▸ **Kutipan teks**
3.5/5
Comedy
Drama
Indonesia
Monolog
Pop-Corn Movie
Romance
Socio-cultural
The Jose Movie Review
The Jose Movie Review
The Jose Movie Review
Cinta dalam Kardus
Overview
Belum sampai sebulan yang lalu,
bioskop Indonesia diserbu oleh penonton (terutamanya remaja) hingga
mengantarkan Cinta Brontosaurus (CB)
ke box office Indonesia yang hingga kini (14 Juni 2013) telah melewati 890.000
penonton. Angka yang termasuk fantastis di tengah melesunya perolehan penonton
film nasional. Tentu saja kesuksesan ini tak lepas dari faktor Raditya Dika
yang bermula dari blogger dan penulis novel komedi hingga sukses pula menjadi
stand-up comedian dan kini aktor slash penulis skenario film. Raditya Dika
himself adalah sebuah brand yang sudah punya banyak sekali fan setia (lihat
saja jumlah follower akun twitter-nya).
Film pertamanya, Kambing Jantan (KJ)
boleh saja gagal, namun sejak CB bisa diprediksi ia mampu meledakkan
karya-karya yang melibatkan namanya. Tak heran jika dalam jangka waktu yang
sangat berdekatan, Kompas Gramedia Studio berani merilis film produksi
pertamanya ini.
Berbeda dengan KJ dan CB, Cinta dalam Kardus (CdK) tidak diangkat
dari novel manapun dari seorang Raditya Dika. Salman Aristo selaku penulis
naskah dan sutradara mengaku konsep film monolog CdK sudah ada sejak sebelum
booming serial YouTube Malam Minggu Miko
(MMM). Lantas kemudian konsep tersebut dilebur dengan universe MMM sehingga
terasa seperti sebuah spin-off dari serial yang akhirnya juga ditayangkan di
Kompas TV itu.
Secara konsep jelas CdK menarik.
Tak banyak film yang mengusung gaya monolog, apalagi di Indonesia. Tak perlu
budget banyak untuk membuatnya, namun bisa hancur lebur dan jatuh membosankan
jika tak punya materi yang menarik dan/atau dibawakan oleh figur yang tidak
cukup kuat. Garis besarnya, CdK adalah sebuah diskusi panjang tentang
relationship, tarik-ulur pro-kontra berbagai aspeknya, dengan
visualisasi-visualisasi panggung yang unik, menarik, dan cantik, dibawakan oleh
seorang Raditya Dika dalam rupa alter-egonya, Miko, yang sebenarnya tidak
memiliki perbedaan dengan kepribagian induknya.

▸ **Yang harus dikerjakan**
Tuliskan kembali tanpa perubahan bagian ulasan film Cinta dalam Kardus di atas, mulai dari "Film pertamanya, Kambing" terus ke bawah sampai "pertamanya ini.".

▸ **Data yang diberikan**
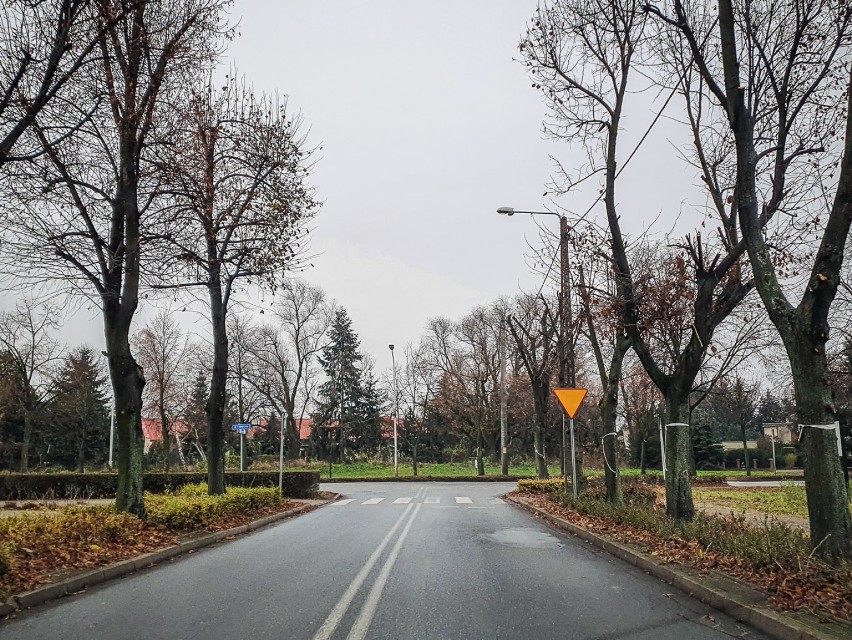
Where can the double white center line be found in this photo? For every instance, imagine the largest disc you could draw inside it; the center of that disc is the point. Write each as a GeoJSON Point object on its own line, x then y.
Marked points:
{"type": "Point", "coordinates": [362, 623]}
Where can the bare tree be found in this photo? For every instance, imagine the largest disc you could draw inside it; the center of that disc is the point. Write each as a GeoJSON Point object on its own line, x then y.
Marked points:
{"type": "Point", "coordinates": [780, 83]}
{"type": "Point", "coordinates": [467, 355]}
{"type": "Point", "coordinates": [419, 381]}
{"type": "Point", "coordinates": [285, 352]}
{"type": "Point", "coordinates": [535, 329]}
{"type": "Point", "coordinates": [238, 176]}
{"type": "Point", "coordinates": [607, 336]}
{"type": "Point", "coordinates": [85, 222]}
{"type": "Point", "coordinates": [581, 53]}
{"type": "Point", "coordinates": [31, 356]}
{"type": "Point", "coordinates": [163, 351]}
{"type": "Point", "coordinates": [42, 45]}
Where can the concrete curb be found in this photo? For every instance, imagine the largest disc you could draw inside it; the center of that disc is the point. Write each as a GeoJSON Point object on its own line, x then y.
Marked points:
{"type": "Point", "coordinates": [735, 598]}
{"type": "Point", "coordinates": [102, 574]}
{"type": "Point", "coordinates": [430, 479]}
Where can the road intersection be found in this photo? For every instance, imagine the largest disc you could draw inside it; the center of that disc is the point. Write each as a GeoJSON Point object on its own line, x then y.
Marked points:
{"type": "Point", "coordinates": [390, 560]}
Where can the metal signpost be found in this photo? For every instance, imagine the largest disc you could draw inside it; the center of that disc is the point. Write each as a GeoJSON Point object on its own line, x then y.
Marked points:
{"type": "Point", "coordinates": [571, 399]}
{"type": "Point", "coordinates": [242, 429]}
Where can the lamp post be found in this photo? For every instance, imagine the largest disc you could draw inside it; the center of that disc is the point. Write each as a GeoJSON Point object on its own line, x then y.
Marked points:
{"type": "Point", "coordinates": [395, 415]}
{"type": "Point", "coordinates": [504, 430]}
{"type": "Point", "coordinates": [567, 370]}
{"type": "Point", "coordinates": [111, 416]}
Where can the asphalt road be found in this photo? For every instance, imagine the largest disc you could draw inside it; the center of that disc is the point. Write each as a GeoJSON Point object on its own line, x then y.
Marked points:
{"type": "Point", "coordinates": [391, 560]}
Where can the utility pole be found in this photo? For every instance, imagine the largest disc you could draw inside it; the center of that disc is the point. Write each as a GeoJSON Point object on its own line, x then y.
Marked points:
{"type": "Point", "coordinates": [565, 343]}
{"type": "Point", "coordinates": [395, 415]}
{"type": "Point", "coordinates": [567, 370]}
{"type": "Point", "coordinates": [504, 431]}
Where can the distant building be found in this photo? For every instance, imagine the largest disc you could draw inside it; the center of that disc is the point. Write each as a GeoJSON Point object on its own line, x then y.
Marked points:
{"type": "Point", "coordinates": [737, 445]}
{"type": "Point", "coordinates": [783, 432]}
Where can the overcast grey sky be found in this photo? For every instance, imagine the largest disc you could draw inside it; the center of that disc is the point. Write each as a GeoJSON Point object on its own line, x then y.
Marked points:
{"type": "Point", "coordinates": [428, 123]}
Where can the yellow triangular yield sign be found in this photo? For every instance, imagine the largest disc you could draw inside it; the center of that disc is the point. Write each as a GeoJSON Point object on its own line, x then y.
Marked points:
{"type": "Point", "coordinates": [570, 399]}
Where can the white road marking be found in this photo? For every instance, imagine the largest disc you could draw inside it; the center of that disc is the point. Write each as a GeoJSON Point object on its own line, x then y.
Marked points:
{"type": "Point", "coordinates": [333, 620]}
{"type": "Point", "coordinates": [362, 624]}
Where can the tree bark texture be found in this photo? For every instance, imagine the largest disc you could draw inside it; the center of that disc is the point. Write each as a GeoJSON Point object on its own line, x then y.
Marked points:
{"type": "Point", "coordinates": [828, 500]}
{"type": "Point", "coordinates": [679, 505]}
{"type": "Point", "coordinates": [612, 479]}
{"type": "Point", "coordinates": [216, 402]}
{"type": "Point", "coordinates": [127, 383]}
{"type": "Point", "coordinates": [25, 441]}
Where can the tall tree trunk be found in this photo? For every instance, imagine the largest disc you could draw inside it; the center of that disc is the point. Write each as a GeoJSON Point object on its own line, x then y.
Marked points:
{"type": "Point", "coordinates": [610, 451]}
{"type": "Point", "coordinates": [164, 431]}
{"type": "Point", "coordinates": [293, 442]}
{"type": "Point", "coordinates": [679, 504]}
{"type": "Point", "coordinates": [218, 385]}
{"type": "Point", "coordinates": [127, 383]}
{"type": "Point", "coordinates": [803, 329]}
{"type": "Point", "coordinates": [540, 399]}
{"type": "Point", "coordinates": [745, 450]}
{"type": "Point", "coordinates": [81, 449]}
{"type": "Point", "coordinates": [828, 500]}
{"type": "Point", "coordinates": [25, 442]}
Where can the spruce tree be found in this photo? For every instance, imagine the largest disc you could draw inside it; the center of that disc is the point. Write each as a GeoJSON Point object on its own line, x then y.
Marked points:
{"type": "Point", "coordinates": [79, 431]}
{"type": "Point", "coordinates": [340, 397]}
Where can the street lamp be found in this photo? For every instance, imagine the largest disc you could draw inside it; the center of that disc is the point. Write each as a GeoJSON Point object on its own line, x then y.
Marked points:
{"type": "Point", "coordinates": [567, 370]}
{"type": "Point", "coordinates": [395, 416]}
{"type": "Point", "coordinates": [111, 415]}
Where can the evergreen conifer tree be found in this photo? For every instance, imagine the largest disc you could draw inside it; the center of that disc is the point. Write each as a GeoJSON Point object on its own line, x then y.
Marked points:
{"type": "Point", "coordinates": [340, 397]}
{"type": "Point", "coordinates": [79, 424]}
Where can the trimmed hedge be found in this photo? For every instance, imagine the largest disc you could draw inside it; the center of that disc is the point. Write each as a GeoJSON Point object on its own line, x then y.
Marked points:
{"type": "Point", "coordinates": [429, 479]}
{"type": "Point", "coordinates": [72, 486]}
{"type": "Point", "coordinates": [191, 508]}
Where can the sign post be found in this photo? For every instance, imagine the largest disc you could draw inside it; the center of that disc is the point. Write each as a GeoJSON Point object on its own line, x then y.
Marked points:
{"type": "Point", "coordinates": [242, 428]}
{"type": "Point", "coordinates": [571, 399]}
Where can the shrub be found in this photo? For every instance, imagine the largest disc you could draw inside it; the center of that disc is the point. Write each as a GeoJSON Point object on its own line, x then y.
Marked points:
{"type": "Point", "coordinates": [764, 546]}
{"type": "Point", "coordinates": [7, 557]}
{"type": "Point", "coordinates": [537, 485]}
{"type": "Point", "coordinates": [58, 486]}
{"type": "Point", "coordinates": [191, 508]}
{"type": "Point", "coordinates": [638, 493]}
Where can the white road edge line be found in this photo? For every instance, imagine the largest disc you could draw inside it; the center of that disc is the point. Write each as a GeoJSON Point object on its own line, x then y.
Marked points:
{"type": "Point", "coordinates": [362, 624]}
{"type": "Point", "coordinates": [333, 620]}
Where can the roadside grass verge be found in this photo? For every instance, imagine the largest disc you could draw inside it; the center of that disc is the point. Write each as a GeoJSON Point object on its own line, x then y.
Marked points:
{"type": "Point", "coordinates": [773, 556]}
{"type": "Point", "coordinates": [785, 500]}
{"type": "Point", "coordinates": [38, 546]}
{"type": "Point", "coordinates": [439, 470]}
{"type": "Point", "coordinates": [350, 470]}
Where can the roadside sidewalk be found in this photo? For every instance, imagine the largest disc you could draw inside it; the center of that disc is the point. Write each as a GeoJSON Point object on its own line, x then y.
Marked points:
{"type": "Point", "coordinates": [737, 599]}
{"type": "Point", "coordinates": [755, 517]}
{"type": "Point", "coordinates": [80, 580]}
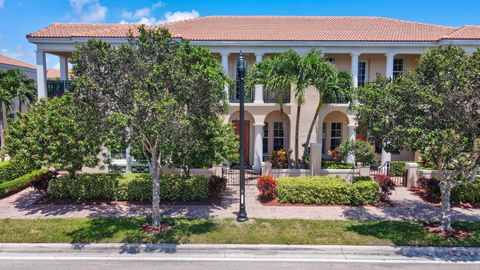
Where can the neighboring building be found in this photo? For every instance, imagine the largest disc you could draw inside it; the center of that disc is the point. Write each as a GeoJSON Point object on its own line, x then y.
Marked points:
{"type": "Point", "coordinates": [365, 46]}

▸ **Jawaban latihan**
Film pertamanya, Kambing Jantan (KJ)
boleh saja gagal, namun sejak CB bisa diprediksi ia mampu meledakkan
karya-karya yang melibatkan namanya. Tak heran jika dalam jangka waktu yang
sangat berdekatan, Kompas Gramedia Studio berani merilis film produksi
pertamanya ini.